-------- 提示文 --------

わたしは、毎週競馬とやっていて痛いほどよく思い知らされている。
例えば、ペルシアンナイト。
G1になるとひょっこり現れる馬と思っていたら
忘れた頃にG2やG3にも出てくる。買い時が本当にわからない。

わたしと1番タイミングが合わない馬は、ダイアトニック。
彼との出会いは、2019年のマイルチャンピオンS。
単勝で買っていたが結果10着。
それからずっと切っては勝ち、買っては負けの繰り返し。
わたしの買い方が下手なのも問題なんだが…
先日の阪急杯もわたしの本命トゥラヴェスーラだった。
単勝1万入れていたのですが本命は2着、1着は、ダイアトニック。
ほんと彼とはタイミングが合わない。

そのむかし、バイト先の先輩にブルースリーに似ている先輩がいた。
その先輩と休憩中に話していると好きなバンドが一緒なことがわかった。
それから新しいアルバムが出る度に盛り上がっていた。
ある日、先輩から休憩中に言われた。

「今度来日するから一緒にライブ観に行かない?」

わたしは、即答でOKした。
好きなバンドを見れる気持ちでめちゃめちゃ浮かれていたが
乙女の勘で先輩から泊まりの提案も却下し、
新幹線で行き、ライブを見て、深夜バスに乗り帰ると言うことになった。

当日、わたしの好きな崎陽軒のシウマイ弁当を買い、新幹線に乗った。
新幹線も出発し、浮かれながらシウマイ弁当を食べていた。
シウマイ弁当は、食べる順番が難しい。
とりあえず考えながらシウマイの上にからしを乗せていると先輩が言った。

--------

課題: 提示文で、筆者がダイアトニックと出会ったレースを答えてください。

-------- 資料 --------

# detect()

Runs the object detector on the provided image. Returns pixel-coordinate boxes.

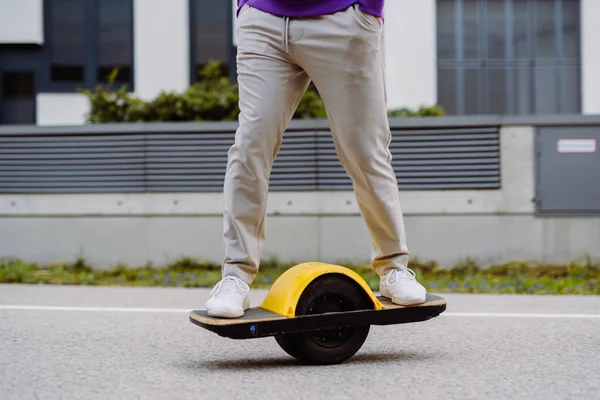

--------

解答: 2019年のマイルチャンピオンSです。